▶ [Consigne 1]: Réécrivez le passage des enregistrements qui va de leur début jusqu'à la ligne contenant "Query: tree canopy overhead", incluse, en remplaçant "target" par "object" et en gardant tout le reste identique.

___ Extrait du texte ___

Mme Françoise Laborde. Actuellement, comme cela a été expliqué déjà plusieurs fois, en cas de rupture du contrat de travail, plusieurs délais de recours contentieux coexistent. Comme vous l’avez rappelé à l’Assemblée nationale, madame la ministre, il est difficile d’expliquer au salarié ou à la petite entreprise que le délai de recours est d’un an pour les licenciements économiques collectifs et de deux ans pour les licenciements économiques individuels. Il nous faut rendre le droit plus lisible et plus accessible.
C’est pourquoi le projet de loi prévoit d’harmoniser les délais de recours contentieux concernant la rupture du contrat de travail, afin de clarifier le régime juridique applicable. C’est là une très bonne chose, bien que ce sujet s’avère particulièrement sensible dans le cadre des concertations menées avec les partenaires sociaux.
Si une harmonisation nous semble souhaitable, nous ne saurions, en revanche, soutenir la proposition de la commission des affaires sociales, qui suggère de réduire au moins de moitié le délai de recours en cas de licenciement économique, comme elle l’avait déjà fait lors de l’examen de la loi El Khomri, en réduisant à six mois le délai de contestation de son licenciement par le salarié.
C’est pourquoi, là encore, nous proposons de revenir à la rédaction issue des travaux de l’Assemblée nationale.
M. le président. La parole est à Mme la ministre, pour présenter l’amendement n° 238.
Mme Muriel Pénicaud, ministre. Le Gouvernement souhaite en effet revenir à la rédaction adoptée par l’Assemblée nationale, pour deux raisons. Premièrement, il désire harmoniser les délais. Personne ne s’y retrouve : ni les salariés ni les entreprises. Trop de délais différents coexistent, ce qui complexifie les situations pour tout le monde.
En revanche, et deuxièmement, la commission s’est hâtée d’en tirer une conclusion qui, d’ailleurs, ne tient pas compte des concertations – nous essayons, en matière d’harmonisation de la durée, de trouver le bon équilibre.
Le Gouvernement ne souhaite donc pas suivre la commission sur ce point, mais préfère revenir au texte résultant des travaux de l’Assemblée nationale.

___ Données affichées ___

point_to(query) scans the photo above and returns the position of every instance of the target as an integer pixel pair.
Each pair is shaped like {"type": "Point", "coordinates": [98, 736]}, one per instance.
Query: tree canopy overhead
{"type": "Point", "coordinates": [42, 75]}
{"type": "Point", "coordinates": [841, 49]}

___

▶ [Consigne 2]:
D'après l'extrait du débat parlementaire :
(a) Quel est actuellement le délai de recours pour les licenciements économiques collectifs ?
(b) Lors de l'examen de la loi El Khomri, à quelle durée la commission des affaires sociales avait-elle réduit le délai de contestation du licenciement par le salarié ?
(c) Quel est le numéro de l'amendement présenté par la ministre ?

▶ [Réponse attendue 1]:
point_to(query) scans the photo above and returns the position of every instance of the object as an integer pixel pair.
Each pair is shaped like {"type": "Point", "coordinates": [98, 736]}, one per instance.
Query: tree canopy overhead

▶ [Réponse attendue 2]:
(a) Un an.
(b) Six mois.
(c) L'amendement n° 238.